Each transfer agent of Company Common Stock shall be informed of such
restrictions.

In aid of the restrictions described in this Section 6.2 that
are applicable to the Restricted Stock, the Participant shall, immediately
upon receipt of the certificate or certificates for such shares, deposit such
certificate or certificates (together with a stock power or instrument of
transfer appropriately endorsed in blank) with the Secretary of the Company to
be held in escrow. In the event such restrictions lapse, the certificate or
certificates shall be delivered to the Participant free and clear of such
restrictions. In the event the shares of Restricted Stock are forfeited, the
certificate or certificates shall be delivered to the Company.

Notwithstanding the above, the provisions of Section 9 shall
continue to apply to shares of Restricted Stock even if the restrictions
described in this Section 6.2 have lapsed.

(d) Upon issuance of a certificate or certificates
representing shares of Restricted Stock in accordance with the provisions of
Section 6.2(c), the Participant shall thereupon be deemed to be a shareholder
with respect to all of the shares of Company Common Stock represented by such
certificate or certificates. The Participant shall thereafter have, with
respect to such shares of Restricted Stock, all of the rights of a shareholder
of the Company (including the right to vote the shares of Restricted Stock and
the right to receive any cash or stock dividends on such Restricted Stock).

========================================

■ **SET TASKS**
(a) How would you render this sentence from the restricted stock provisions in Spanish: "In the event such restrictions lapse, the certificate or certificates shall be delivered to the Participant free and clear of such restrictions."
(b) Update the rows so that "white limestone wall" becomes "red brick wall" wherever it appears, with nothing else changed, and leave the pictures out of your answer.
The rows and the restricted stock provisions are unrelated material.

■ **DATASET RECORDS**
========================================

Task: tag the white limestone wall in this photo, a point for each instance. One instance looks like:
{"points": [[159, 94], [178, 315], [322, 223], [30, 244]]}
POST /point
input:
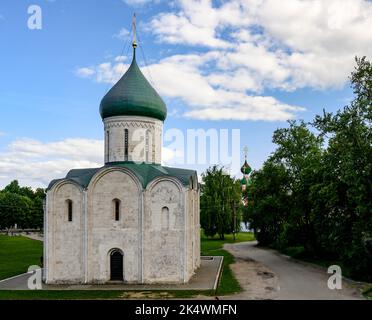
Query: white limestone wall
{"points": [[156, 248], [164, 243], [137, 126], [106, 234], [64, 239], [193, 232]]}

========================================

■ **RESPONSES TO THE TASKS**
(a) En caso de que dichas restricciones caduquen, el certificado o los certificados se entregarán al Participante libres de dichas restricciones.

(b)
Task: tag the red brick wall in this photo, a point for each instance. One instance looks like:
{"points": [[159, 94], [178, 315], [322, 223], [30, 244]]}
POST /point
input:
Query: red brick wall
{"points": [[156, 248], [164, 243], [137, 126], [106, 234], [64, 239], [193, 232]]}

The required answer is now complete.